Records from a data collection

● ● ● ●

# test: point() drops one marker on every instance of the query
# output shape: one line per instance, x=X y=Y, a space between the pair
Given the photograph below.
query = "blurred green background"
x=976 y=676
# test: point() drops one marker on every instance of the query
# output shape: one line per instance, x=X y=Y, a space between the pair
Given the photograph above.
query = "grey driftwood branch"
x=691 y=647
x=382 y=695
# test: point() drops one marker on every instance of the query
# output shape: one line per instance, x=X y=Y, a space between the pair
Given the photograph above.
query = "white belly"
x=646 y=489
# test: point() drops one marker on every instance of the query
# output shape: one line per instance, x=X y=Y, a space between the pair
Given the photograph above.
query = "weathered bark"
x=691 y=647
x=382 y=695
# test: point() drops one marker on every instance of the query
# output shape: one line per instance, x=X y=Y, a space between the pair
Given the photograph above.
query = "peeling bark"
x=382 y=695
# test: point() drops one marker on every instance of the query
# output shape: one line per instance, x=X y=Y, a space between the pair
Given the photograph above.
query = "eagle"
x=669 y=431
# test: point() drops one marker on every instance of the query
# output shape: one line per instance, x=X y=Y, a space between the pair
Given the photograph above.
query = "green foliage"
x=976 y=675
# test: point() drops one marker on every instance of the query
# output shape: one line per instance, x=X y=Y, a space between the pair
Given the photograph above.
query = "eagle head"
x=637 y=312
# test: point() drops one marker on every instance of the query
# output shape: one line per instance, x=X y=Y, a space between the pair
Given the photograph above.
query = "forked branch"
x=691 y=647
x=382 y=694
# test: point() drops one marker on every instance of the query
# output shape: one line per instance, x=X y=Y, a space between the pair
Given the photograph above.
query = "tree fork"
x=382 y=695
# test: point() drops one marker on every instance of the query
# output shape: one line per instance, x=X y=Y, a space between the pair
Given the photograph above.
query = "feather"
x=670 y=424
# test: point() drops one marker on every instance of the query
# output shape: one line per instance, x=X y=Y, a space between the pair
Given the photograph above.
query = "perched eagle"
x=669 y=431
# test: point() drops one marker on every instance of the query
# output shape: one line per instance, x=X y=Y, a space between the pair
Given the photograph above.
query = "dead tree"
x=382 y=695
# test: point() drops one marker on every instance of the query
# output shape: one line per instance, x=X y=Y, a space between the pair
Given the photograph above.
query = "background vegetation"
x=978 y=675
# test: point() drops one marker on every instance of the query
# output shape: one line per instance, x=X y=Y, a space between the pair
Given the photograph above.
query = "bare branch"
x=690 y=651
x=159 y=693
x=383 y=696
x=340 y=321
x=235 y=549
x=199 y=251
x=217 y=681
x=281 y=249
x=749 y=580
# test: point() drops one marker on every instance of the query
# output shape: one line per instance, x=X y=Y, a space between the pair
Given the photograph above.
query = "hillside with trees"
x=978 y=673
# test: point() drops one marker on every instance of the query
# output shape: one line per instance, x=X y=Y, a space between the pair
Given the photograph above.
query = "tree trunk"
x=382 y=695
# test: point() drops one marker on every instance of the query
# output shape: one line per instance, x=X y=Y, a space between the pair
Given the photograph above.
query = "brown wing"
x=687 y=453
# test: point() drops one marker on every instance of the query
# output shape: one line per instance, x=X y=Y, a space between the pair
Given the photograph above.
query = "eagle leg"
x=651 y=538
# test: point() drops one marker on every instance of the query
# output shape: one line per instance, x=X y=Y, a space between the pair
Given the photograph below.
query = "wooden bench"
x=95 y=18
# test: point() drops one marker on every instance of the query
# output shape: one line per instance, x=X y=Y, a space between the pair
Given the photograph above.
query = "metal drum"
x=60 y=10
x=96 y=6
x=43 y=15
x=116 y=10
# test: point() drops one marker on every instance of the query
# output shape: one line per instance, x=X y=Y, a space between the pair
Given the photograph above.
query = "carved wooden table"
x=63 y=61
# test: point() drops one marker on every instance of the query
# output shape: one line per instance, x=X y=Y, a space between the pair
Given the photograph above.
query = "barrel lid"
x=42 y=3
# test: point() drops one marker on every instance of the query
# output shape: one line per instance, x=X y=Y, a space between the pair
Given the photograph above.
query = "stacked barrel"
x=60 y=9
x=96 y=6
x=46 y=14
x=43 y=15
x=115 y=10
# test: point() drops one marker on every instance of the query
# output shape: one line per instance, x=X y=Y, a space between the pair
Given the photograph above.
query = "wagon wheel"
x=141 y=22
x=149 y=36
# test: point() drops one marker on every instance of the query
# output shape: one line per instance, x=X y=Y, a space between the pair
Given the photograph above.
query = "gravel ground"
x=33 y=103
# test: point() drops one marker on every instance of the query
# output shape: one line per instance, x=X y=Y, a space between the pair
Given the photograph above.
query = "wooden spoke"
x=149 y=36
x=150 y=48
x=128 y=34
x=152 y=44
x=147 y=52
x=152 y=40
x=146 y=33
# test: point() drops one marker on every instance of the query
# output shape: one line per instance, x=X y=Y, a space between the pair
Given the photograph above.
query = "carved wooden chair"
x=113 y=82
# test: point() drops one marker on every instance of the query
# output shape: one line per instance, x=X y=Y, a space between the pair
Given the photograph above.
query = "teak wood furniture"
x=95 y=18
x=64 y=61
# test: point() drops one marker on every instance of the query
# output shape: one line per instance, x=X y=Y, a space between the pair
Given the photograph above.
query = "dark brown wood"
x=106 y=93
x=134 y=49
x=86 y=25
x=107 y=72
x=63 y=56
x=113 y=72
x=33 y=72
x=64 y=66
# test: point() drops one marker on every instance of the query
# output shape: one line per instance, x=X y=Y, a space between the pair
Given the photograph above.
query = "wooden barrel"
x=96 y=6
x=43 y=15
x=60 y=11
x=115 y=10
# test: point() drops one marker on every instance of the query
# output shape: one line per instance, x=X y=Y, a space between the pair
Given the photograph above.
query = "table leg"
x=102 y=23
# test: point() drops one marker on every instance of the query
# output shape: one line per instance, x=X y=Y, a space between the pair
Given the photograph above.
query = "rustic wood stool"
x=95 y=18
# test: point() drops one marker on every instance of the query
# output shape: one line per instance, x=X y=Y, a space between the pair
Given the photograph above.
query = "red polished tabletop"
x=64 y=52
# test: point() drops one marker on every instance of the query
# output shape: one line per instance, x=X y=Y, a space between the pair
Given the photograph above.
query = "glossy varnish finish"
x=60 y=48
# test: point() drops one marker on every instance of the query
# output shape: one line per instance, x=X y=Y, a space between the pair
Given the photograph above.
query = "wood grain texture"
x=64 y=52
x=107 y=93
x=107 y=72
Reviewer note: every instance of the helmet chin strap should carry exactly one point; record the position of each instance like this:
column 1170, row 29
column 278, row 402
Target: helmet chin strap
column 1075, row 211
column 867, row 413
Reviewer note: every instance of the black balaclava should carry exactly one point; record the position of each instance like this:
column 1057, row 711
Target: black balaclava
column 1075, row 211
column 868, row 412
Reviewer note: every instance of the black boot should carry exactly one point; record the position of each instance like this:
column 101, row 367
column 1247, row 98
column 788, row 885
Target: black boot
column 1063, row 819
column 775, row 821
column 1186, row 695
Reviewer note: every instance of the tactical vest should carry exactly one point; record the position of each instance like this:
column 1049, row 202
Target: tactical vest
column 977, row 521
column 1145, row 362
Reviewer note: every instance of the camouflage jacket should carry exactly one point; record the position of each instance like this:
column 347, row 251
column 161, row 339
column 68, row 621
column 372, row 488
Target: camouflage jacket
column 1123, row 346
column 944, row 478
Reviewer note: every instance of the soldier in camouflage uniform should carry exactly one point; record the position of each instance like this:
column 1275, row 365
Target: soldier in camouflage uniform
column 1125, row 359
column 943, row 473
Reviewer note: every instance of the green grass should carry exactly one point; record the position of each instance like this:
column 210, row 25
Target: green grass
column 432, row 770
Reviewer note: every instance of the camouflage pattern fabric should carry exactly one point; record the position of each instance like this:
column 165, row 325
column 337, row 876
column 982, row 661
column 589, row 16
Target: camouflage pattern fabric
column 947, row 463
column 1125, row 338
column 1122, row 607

● ● ● ●

Task to complete => Look above for the line that holds "Reviewer note: every instance of the soldier", then copy it and each line after it exactly, through the last line of the data.

Solution to this exercise =>
Reviewer note: every instance of the soldier in camouflage uniform should carry exactly one point; record the position of each instance like this:
column 1275, row 365
Target: soldier in camouflage uniform
column 1125, row 359
column 943, row 473
Reviewer note: every instance of the green grass should carry exactly one point; record the position of each instance like this:
column 210, row 25
Target: green grass
column 432, row 770
Reviewer note: every instance of the camouflage pattern fabric should carry exactly one point; record the position of each instance like this:
column 165, row 325
column 337, row 876
column 982, row 661
column 589, row 16
Target: camouflage pattern fabric
column 947, row 463
column 1125, row 338
column 1122, row 607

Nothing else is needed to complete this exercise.